### Text to read
______

They aren’t alone. Women are also poorly influenced. Our self-esteem often comes from an unrealistic, unattainable, impossible standard of “beauty.” This “self-worth epidemic” is a human issue, not a sex issue. We’re taught to be “pretty” and they are taught to “bang girls” and tragically those two lies fuel an unhealthy cycle.

The ESPN show aired and suddenly I was hired to speak to boys in locker rooms all over the country. When I speak, I have a black and white slide with this fact: “One in four girls will be sexually assaulted on your college campus.” Eyes glaze over with the expression of “Really?! I gotta listen to a chick lecture me right now? I’m tired. I have class. I have afternoon practice. I have … ” I click to the next slide and say, “But what happens when it’s her?” Little do they know that with access to social media, I have pulled pictures of their girlfriends, their sisters, their friends, their moms. They are staring at a stranger’s presentation recognizing and loving the faces looking back at them. Their eyes quickly come back into focus and suddenly this topic is real. Suddenly, this isn’t a stat anymore. Suddenly, it matters to them and I officially have their full attention.

______

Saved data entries
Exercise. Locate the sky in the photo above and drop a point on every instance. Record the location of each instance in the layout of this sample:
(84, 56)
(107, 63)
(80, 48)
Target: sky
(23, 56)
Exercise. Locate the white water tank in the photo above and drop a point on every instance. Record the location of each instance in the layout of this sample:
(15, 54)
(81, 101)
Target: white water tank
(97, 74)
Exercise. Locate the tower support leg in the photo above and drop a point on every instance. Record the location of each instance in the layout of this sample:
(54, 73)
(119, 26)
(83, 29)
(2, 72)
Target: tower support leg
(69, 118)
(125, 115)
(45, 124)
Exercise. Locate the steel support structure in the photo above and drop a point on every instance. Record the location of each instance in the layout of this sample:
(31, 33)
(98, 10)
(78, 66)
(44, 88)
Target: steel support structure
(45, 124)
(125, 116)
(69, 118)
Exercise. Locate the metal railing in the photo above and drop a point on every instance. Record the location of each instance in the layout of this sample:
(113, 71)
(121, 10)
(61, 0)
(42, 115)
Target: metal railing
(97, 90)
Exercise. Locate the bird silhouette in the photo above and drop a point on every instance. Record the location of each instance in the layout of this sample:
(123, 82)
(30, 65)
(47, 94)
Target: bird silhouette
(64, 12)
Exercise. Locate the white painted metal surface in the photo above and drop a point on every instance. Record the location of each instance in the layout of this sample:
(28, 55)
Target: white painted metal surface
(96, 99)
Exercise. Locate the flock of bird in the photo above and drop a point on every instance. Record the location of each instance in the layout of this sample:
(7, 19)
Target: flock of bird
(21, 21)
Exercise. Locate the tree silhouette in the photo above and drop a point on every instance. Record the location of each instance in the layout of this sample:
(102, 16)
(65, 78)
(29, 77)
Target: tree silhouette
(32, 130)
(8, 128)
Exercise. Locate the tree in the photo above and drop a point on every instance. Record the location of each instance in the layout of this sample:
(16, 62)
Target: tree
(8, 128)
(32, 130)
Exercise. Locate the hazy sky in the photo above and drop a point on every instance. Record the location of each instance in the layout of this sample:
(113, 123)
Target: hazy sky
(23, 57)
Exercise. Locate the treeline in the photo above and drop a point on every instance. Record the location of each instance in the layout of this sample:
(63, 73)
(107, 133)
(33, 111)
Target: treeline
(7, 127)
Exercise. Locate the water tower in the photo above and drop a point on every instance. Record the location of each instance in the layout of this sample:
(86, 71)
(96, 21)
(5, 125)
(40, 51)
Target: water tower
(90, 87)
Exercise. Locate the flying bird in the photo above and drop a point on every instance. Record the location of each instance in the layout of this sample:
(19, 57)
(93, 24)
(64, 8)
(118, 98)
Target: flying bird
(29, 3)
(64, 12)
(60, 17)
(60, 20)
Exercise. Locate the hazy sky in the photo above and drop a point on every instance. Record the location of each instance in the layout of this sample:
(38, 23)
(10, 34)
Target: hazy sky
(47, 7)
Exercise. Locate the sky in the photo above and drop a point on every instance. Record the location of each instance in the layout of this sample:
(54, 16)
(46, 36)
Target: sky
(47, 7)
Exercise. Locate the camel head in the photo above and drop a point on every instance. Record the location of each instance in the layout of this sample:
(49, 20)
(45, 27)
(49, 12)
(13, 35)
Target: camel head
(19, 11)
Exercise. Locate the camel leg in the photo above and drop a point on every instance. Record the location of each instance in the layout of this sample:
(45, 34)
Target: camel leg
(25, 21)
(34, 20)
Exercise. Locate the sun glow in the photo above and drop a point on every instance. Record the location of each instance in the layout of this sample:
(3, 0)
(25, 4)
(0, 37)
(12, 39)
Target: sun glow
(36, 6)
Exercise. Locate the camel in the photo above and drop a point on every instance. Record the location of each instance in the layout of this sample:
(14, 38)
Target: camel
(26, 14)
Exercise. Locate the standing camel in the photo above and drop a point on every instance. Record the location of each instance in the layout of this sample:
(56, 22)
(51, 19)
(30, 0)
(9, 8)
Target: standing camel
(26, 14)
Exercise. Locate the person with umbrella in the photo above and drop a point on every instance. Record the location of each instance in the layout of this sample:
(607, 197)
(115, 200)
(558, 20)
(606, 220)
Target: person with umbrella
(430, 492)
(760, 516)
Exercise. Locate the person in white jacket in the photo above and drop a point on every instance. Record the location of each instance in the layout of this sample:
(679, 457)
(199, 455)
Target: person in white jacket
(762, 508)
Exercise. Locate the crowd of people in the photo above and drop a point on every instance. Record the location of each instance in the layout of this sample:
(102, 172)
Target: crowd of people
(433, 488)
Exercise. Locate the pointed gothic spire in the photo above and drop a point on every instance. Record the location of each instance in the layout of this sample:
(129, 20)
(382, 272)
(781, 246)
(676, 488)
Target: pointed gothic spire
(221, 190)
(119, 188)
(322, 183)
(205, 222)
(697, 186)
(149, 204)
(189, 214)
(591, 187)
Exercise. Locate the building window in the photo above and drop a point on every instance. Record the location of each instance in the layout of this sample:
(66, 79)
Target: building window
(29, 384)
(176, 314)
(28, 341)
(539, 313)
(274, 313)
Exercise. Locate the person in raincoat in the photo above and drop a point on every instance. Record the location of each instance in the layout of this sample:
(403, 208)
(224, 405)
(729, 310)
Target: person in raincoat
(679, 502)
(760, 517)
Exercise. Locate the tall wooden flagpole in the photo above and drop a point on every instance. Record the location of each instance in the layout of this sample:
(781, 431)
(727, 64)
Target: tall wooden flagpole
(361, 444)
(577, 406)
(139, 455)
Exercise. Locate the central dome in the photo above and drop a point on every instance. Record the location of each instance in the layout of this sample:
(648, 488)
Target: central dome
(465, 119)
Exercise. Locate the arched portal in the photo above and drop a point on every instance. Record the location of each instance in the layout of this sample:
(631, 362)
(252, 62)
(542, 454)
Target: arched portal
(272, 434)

______

### What is asked
Continue the passage about locker-room talks on sexual assault, starting right after its last sentence.

### Answer for this exercise
Not enough of them have been spoken to this way, and not enough of them have heard the message that we want to trust them to help us. The truth is, I’d be ticked off if I were them. I’d also be insulted if I were the majority of men who don’t hurt, rape, insult or disrespect women and I was lumped into the small percentage of men who do. Because, having traveled all over the country, not talking at, but listening to young men share their insecurities, their wounds and their vulnerability, I am witnessing first hand that we have a generation of boys who desperately want to be respectful, compassionate, confident men.

But how do you become what you can’t see? In order to give respect and treat people with dignity, you have to first believe you are worthy of it, and so many young men don’t. Sadly, with the lack of strong, positive role models, so many boys simply haven’t been taught what respect looks like in the first place. With youth consuming over 10 hours of media a day that overtly objectifies and blatantly disrespects women, young men are doing exactly what they have been programmed to do. I am certainly not excusing any of the poor behavior splatter-painted as headline news, but I don’t think that we as a society take a responsibly for them, and therein lies the problem and, simultaneously, the possibility for change.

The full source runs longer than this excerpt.